-- start Source --

Through continuous improvements to monitoring and evaluation, we are directing resources toward increasing services for underserved populations; concentrating on the primary causes of child deaths in the hardest hit countries. We are being strategic with taxpayer dollars by investing in programs that yield the greatest results. Our development efforts are increasingly focused on educating girls, empowering women, and promoting inclusive economic growth. That’s because we know that educated mothers are less likely to die in childbirth, more likely to send their kids to school, and provide better nutrition and health care at home. In fact, data suggests that each additional year of schooling reduces the likelihood that a mother’s child will die as an infant by 10 percent.

-- end Source --

Please continue the passage on development aid and child deaths, starting after its last sentence. The material after this comes from a different source.

-- start Dataset excerpts --

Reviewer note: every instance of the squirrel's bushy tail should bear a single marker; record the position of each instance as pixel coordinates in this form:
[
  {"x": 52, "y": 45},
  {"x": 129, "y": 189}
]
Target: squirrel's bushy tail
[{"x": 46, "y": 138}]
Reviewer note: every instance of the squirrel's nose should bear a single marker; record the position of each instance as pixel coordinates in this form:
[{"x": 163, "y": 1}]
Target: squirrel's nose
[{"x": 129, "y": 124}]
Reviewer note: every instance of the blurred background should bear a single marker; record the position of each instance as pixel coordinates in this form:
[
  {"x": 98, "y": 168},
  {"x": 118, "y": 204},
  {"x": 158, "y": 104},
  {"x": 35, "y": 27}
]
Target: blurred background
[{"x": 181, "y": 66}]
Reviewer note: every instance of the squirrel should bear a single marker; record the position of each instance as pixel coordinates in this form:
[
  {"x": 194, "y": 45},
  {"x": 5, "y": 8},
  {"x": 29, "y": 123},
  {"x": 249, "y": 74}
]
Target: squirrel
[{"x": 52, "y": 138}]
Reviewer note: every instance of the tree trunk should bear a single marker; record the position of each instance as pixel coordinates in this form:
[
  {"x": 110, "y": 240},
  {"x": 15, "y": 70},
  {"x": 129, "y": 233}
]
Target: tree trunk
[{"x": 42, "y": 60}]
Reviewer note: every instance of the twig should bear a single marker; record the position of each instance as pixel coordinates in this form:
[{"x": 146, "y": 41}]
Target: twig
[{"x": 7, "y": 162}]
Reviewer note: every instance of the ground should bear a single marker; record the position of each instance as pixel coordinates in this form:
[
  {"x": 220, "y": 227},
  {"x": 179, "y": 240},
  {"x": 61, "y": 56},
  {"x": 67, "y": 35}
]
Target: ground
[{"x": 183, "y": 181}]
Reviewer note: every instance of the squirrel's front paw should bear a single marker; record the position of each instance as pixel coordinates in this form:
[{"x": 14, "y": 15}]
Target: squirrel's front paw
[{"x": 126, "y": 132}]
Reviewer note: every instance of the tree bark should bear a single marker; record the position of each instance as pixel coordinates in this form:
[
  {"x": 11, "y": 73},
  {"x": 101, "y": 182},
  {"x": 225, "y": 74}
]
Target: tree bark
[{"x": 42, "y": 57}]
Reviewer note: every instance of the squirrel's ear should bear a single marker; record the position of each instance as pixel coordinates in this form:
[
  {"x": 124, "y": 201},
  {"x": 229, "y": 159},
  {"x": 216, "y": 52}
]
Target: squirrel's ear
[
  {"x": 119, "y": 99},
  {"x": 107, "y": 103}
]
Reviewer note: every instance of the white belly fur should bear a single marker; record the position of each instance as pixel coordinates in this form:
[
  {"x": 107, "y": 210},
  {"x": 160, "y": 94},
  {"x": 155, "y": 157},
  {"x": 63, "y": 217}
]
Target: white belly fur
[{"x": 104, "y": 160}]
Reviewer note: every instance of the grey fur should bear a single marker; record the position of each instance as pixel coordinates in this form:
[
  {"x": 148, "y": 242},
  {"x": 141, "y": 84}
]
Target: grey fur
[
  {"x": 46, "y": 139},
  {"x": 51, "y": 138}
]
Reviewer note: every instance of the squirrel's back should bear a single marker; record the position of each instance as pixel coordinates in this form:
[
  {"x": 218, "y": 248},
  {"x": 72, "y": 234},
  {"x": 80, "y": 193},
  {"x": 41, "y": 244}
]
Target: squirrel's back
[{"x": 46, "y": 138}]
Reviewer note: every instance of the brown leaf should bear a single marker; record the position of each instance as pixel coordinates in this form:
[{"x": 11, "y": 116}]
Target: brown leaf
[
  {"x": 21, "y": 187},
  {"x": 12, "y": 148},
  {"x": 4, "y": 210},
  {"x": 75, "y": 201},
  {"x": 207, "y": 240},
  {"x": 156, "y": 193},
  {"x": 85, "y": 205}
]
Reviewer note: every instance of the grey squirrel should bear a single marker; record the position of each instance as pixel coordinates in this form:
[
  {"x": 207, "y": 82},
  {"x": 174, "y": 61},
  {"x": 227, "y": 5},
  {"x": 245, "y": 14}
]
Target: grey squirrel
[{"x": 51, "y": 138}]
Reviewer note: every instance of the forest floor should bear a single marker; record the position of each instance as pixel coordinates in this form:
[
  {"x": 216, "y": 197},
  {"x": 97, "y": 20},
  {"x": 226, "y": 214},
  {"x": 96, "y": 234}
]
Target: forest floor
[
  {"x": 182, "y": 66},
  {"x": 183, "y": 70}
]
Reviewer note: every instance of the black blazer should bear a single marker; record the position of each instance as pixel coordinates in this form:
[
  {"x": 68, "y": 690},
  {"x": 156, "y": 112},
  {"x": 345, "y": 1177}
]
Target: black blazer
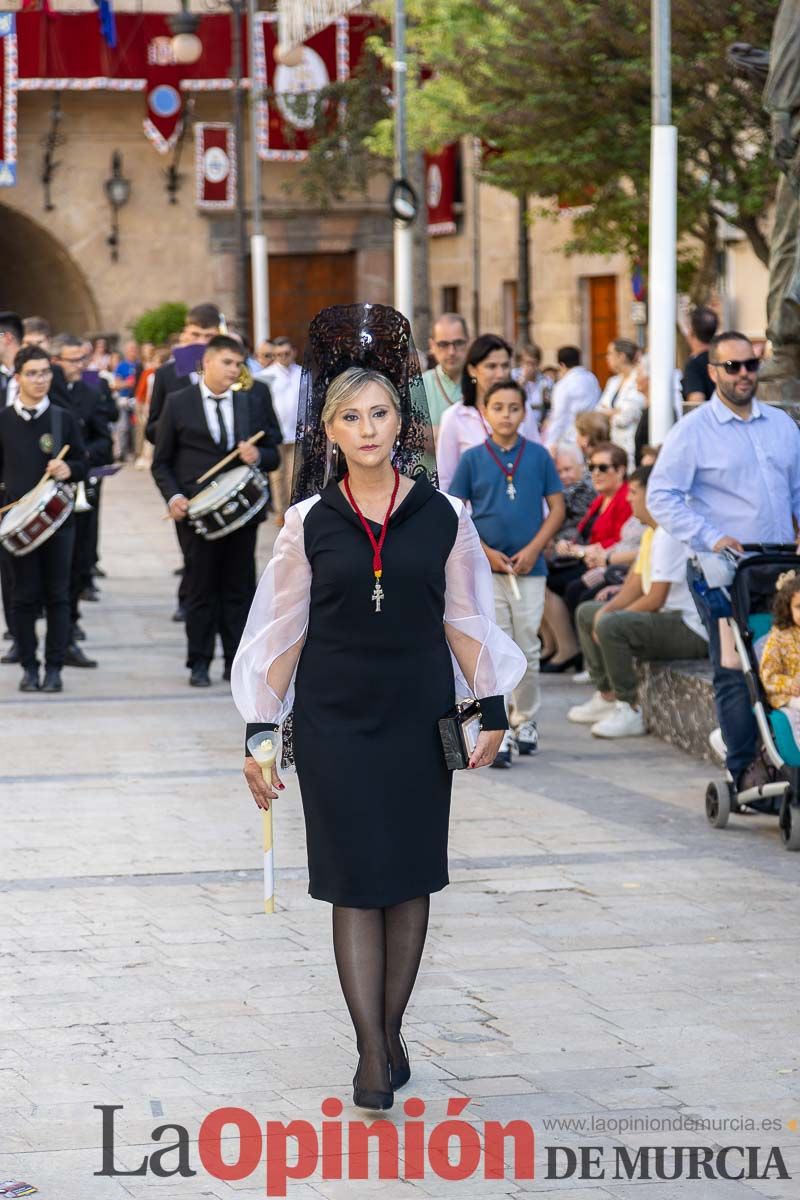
[
  {"x": 185, "y": 448},
  {"x": 88, "y": 406},
  {"x": 164, "y": 382}
]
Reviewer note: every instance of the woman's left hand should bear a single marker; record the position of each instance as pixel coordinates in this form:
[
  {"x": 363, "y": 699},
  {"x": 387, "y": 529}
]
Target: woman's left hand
[{"x": 486, "y": 750}]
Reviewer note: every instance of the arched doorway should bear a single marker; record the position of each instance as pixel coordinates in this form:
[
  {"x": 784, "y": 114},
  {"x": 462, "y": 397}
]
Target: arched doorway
[{"x": 40, "y": 277}]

-- end Dataset excerpts --

• **Output of the task**:
At USAID, we are supporting mothers worldwide. Since June 2012, the agency has been helping lead the U.S. Government’s push to renew the global effort to end preventable child death. We are committed to utilizing resources, technology, and expertise to achieve the A Promise Renewed for Child Survival goal of reducing the under five-mortality rate to below 20 deaths per 1000 live births by the year 2035. Reaching this target is a team effort by governments, civil society, the private sector, innovators, and the global health and faith-based community. Workings together, the international community can help ensure a promising future for all women and their children.
We know the statistics and we know what we need to do. We know that investing in mothers pays dividends for children, families, communities and nations. The data is clear but it’s the stories from the women in Haiti, Kenya, and around the world that bring those numbers to life. This Mother’s Day, let’s honor their wisdom and their contributions.